- _Material provided_:
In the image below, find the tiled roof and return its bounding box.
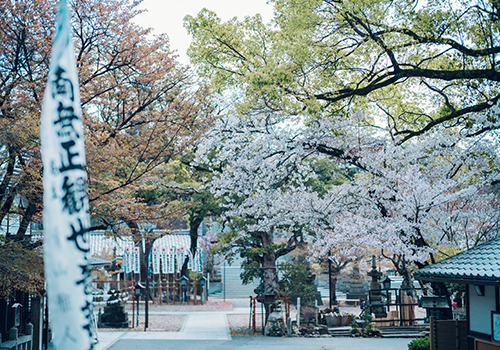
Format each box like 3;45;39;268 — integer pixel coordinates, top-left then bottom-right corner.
415;237;500;283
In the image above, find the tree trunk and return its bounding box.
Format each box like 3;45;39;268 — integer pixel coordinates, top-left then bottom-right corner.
181;217;203;277
261;229;278;322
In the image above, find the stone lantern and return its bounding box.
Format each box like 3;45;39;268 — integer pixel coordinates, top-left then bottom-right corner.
366;255;387;318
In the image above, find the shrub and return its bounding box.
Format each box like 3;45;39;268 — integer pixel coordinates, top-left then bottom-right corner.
408;336;431;350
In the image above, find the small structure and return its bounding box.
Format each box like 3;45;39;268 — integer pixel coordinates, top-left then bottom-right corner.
366;255;387;318
264;300;285;337
415;237;500;350
346;265;367;300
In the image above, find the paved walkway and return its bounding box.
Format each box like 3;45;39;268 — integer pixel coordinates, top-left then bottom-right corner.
94;310;231;350
94;299;411;350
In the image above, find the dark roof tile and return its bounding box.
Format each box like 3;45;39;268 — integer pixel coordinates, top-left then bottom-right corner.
415;237;500;281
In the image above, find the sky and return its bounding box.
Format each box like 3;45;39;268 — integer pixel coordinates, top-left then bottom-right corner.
135;0;273;64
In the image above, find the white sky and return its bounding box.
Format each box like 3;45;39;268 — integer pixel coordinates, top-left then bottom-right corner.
135;0;273;64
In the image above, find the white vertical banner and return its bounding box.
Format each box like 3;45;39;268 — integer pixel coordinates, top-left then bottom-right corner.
40;0;93;350
187;249;194;271
160;248;167;273
175;248;184;273
168;247;175;273
132;247;141;273
152;248;160;275
194;248;203;273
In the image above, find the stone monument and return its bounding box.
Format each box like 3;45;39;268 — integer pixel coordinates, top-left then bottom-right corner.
97;290;129;328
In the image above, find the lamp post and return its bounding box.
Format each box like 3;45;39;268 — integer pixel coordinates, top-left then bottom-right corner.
179;276;188;305
200;276;207;305
132;282;144;327
382;276;391;311
382;276;392;289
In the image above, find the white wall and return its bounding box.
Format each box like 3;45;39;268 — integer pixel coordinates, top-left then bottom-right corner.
468;284;495;334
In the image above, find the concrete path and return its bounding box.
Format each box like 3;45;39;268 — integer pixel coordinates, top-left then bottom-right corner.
94;311;232;350
99;333;411;350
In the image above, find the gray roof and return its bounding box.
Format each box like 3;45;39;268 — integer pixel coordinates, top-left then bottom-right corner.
89;256;111;267
415;237;500;284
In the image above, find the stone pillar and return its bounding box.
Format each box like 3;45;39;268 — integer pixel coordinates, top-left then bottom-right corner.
31;297;43;350
9;327;19;340
24;322;33;350
366;255;387;318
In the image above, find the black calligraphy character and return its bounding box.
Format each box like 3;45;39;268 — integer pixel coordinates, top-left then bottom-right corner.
56;294;71;312
82;301;92;338
54;102;80;138
52;67;75;101
68;219;90;253
62;176;86;214
59;140;83;172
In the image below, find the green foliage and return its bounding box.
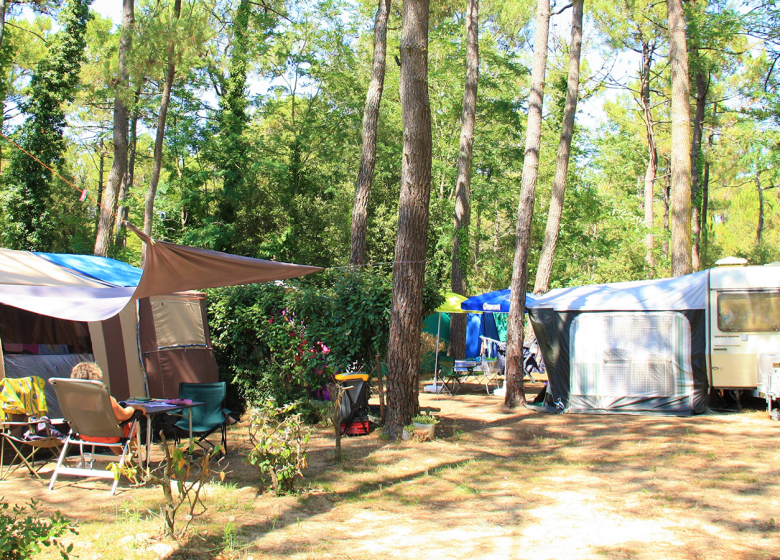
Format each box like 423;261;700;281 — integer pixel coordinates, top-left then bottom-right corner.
209;269;441;403
118;432;225;538
0;499;78;560
244;399;311;496
2;0;90;251
209;285;335;403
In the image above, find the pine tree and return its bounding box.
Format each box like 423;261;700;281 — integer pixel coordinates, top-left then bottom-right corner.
3;0;91;251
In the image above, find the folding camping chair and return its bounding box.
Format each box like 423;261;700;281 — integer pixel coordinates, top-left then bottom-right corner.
49;377;142;496
175;381;236;453
335;371;370;435
439;356;469;395
0;377;64;482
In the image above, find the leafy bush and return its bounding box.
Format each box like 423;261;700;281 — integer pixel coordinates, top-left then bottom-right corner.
244;399;311;495
412;414;439;424
117;438;225;538
0;500;77;560
209;270;441;409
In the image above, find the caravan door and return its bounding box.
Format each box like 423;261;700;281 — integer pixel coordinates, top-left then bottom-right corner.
710;289;780;389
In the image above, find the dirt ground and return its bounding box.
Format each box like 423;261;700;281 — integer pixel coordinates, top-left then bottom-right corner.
0;385;780;560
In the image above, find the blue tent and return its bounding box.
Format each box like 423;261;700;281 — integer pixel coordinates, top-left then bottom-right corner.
35;253;142;288
461;288;535;313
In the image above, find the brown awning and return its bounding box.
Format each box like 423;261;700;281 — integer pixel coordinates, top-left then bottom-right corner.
128;224;322;299
0;224;322;321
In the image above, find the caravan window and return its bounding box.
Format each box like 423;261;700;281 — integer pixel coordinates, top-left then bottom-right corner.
718;291;780;332
151;295;206;350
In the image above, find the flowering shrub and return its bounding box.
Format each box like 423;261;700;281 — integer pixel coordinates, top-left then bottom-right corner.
262;308;336;398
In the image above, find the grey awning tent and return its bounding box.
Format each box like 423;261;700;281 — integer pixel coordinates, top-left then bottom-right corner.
0;225;321;404
0;224;322;321
528;272;709;415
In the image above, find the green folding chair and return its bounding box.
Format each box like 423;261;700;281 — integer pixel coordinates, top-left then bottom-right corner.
439;356;468;395
175;381;236;453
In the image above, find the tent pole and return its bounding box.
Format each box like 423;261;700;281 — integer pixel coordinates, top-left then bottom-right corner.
433;311;441;398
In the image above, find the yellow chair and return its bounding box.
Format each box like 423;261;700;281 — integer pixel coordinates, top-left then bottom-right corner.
0;377;62;482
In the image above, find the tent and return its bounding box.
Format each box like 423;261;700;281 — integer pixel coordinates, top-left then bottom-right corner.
461;288;535;313
528;271;709;415
0;227;320;414
425;292;468;393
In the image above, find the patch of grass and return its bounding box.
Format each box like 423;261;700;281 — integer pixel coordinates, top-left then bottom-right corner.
455;482;479;494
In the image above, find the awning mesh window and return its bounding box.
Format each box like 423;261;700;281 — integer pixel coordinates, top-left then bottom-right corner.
151;296;206;349
570;312;693;397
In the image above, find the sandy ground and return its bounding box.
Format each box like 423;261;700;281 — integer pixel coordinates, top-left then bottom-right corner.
0;385;780;560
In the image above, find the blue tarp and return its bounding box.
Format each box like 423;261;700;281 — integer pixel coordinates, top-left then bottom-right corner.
35;253;142;288
460;288;535;313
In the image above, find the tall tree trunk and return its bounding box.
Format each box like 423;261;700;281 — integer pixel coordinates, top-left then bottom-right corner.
142;0;181;266
114;92;141;249
214;0;250;251
534;0;584;294
663;160;672;258
386;0;432;437
666;0;691;276
450;0;479;359
0;0;6;47
504;0;550;408
691;70;709;272
95;0;135;257
701;103;718;255
756;171;764;247
349;0;390;265
639;41;658;270
95;138;106;230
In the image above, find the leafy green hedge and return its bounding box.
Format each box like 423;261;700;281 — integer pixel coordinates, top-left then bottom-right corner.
208;270;442;407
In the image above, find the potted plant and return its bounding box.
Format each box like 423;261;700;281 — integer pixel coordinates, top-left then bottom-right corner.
412;414;439;439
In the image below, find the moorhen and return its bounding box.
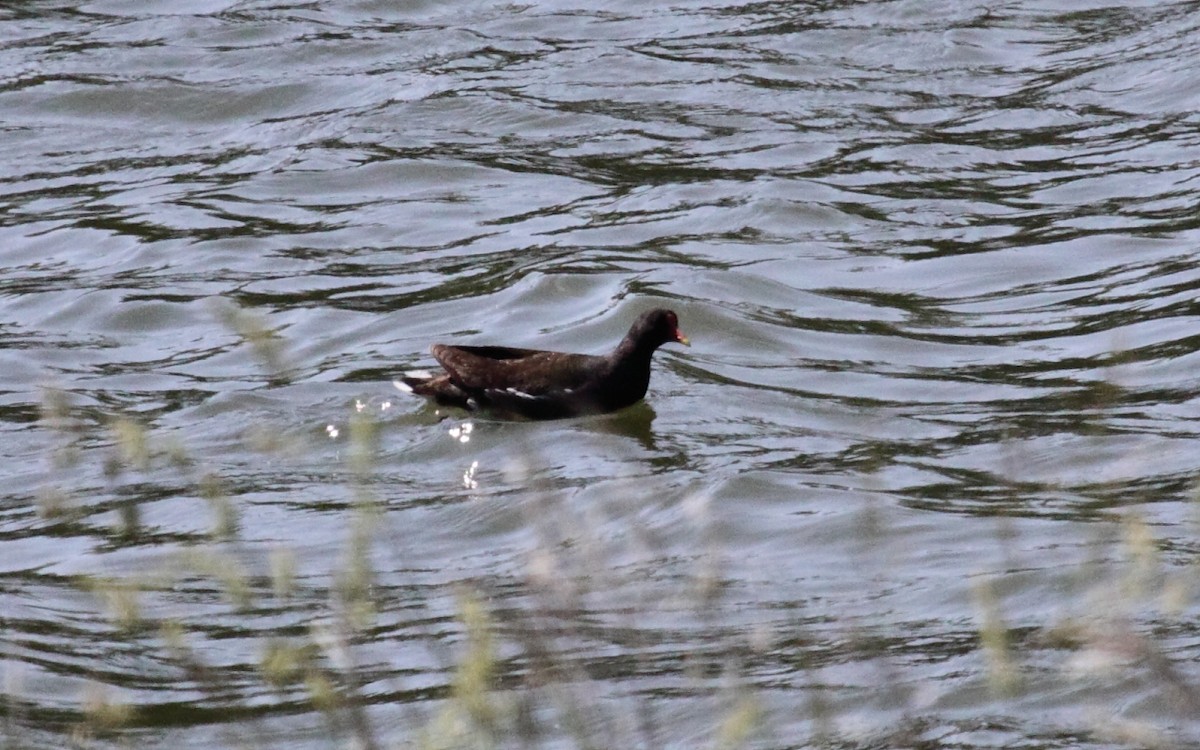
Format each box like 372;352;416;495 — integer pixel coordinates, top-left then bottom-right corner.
394;308;691;419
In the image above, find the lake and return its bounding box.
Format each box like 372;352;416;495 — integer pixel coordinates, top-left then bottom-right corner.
0;0;1200;750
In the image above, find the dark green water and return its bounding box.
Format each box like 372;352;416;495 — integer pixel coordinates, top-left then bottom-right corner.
7;0;1200;749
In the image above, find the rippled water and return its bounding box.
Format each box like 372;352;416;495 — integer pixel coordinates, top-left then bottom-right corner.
7;0;1200;748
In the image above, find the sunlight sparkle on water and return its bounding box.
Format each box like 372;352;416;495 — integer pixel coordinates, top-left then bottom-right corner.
448;422;475;443
462;461;479;490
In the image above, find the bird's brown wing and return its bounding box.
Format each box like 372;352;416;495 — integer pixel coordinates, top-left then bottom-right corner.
432;344;605;397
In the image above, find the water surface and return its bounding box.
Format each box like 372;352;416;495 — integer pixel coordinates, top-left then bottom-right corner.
0;0;1200;748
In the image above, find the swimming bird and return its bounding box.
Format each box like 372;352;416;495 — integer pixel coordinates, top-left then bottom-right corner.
392;308;691;419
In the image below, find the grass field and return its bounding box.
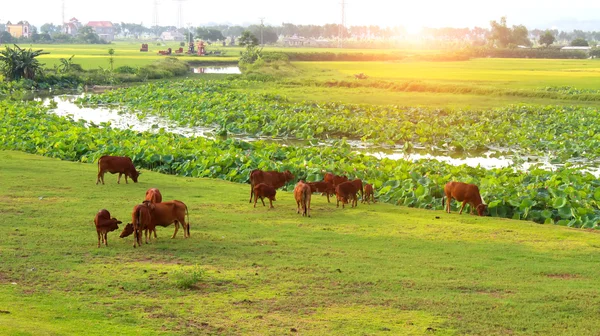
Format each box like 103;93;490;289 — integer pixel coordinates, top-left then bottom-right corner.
0;152;600;335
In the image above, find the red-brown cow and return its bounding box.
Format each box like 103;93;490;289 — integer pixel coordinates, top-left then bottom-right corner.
294;181;312;217
254;183;277;208
96;155;141;184
362;184;375;204
144;188;162;203
307;181;335;203
442;182;487;216
94;209;122;247
249;169;294;203
335;182;358;208
120;201;190;247
323;173;348;188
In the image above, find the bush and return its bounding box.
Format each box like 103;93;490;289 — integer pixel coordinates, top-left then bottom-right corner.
173;265;206;289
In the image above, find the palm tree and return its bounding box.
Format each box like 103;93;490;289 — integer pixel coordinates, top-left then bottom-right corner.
0;44;48;81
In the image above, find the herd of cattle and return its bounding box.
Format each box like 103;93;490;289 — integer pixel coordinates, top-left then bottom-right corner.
94;156;487;247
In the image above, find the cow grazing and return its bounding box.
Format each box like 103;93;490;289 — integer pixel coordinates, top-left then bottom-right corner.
120;201;190;247
144;188;162;203
254;183;277;208
350;179;365;199
249;169;294;203
96;155;141;184
442;182;487;216
307;181;335;203
323;173;348;188
335;182;358;208
94;209;122;247
362;184;375;204
294;181;312;217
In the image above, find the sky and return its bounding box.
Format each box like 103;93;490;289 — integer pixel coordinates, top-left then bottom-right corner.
0;0;600;32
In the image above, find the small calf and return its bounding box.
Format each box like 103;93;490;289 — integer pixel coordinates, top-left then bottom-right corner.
442;182;487;216
362;184;375;204
294;181;312;217
94;209;122;247
252;183;277;208
307;181;335;203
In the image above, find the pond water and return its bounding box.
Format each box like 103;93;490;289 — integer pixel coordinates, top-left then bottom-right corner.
42;95;600;176
191;66;242;75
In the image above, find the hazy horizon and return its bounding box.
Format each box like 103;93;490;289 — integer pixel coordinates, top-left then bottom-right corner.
0;0;600;32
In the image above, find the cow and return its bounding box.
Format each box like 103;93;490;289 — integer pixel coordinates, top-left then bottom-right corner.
361;184;375;204
254;183;277;209
335;182;358;208
442;182;487;216
144;188;162;203
249;169;294;203
350;179;365;199
96;155;141;184
323;173;348;188
294;181;314;217
119;201;190;247
307;181;335;203
94;209;122;247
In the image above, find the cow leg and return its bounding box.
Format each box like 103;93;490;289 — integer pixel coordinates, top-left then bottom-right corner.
458;201;467;215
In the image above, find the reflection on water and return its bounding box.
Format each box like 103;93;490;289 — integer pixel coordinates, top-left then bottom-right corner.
192;66;242;75
37;95;600;176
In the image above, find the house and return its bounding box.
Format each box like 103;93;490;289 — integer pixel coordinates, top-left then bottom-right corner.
86;21;115;42
63;18;82;36
6;21;32;38
160;31;185;41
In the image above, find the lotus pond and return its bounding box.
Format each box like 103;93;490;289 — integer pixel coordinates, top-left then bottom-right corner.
0;100;600;228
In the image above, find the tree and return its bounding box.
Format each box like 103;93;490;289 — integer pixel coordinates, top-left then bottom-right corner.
0;44;48;81
238;30;258;47
571;38;590;47
539;30;556;48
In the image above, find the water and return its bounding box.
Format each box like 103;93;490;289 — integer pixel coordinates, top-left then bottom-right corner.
42;95;600;176
192;66;242;75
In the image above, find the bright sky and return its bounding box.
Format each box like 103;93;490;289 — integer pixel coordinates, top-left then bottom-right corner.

- _Exercise brief_:
Rewrite the lines in the stretch from the line containing "In the image above, find the awning" through the line containing "460;288;535;313", changing "blue tarp" to "gray tarp" and keeping everything else the same.

- _Result of this exercise_:
In the image above, find the awning mesh window and return its bounding box.
Format each box like 423;261;700;281 — integer pixel coordinates, top-left then bottom-right corner.
151;296;206;349
570;312;693;397
In the image above, find the sandy ground and return its bounding box.
Format each box like 423;261;700;281 — integer pixel coordinates, top-left then bottom-right corner.
0;385;780;560
In the image above, find the gray tarp and return its bounding box.
Format each box like 423;261;700;281 — integer pixel coordinates, top-left then bottom-right corner.
35;253;142;288
460;288;535;313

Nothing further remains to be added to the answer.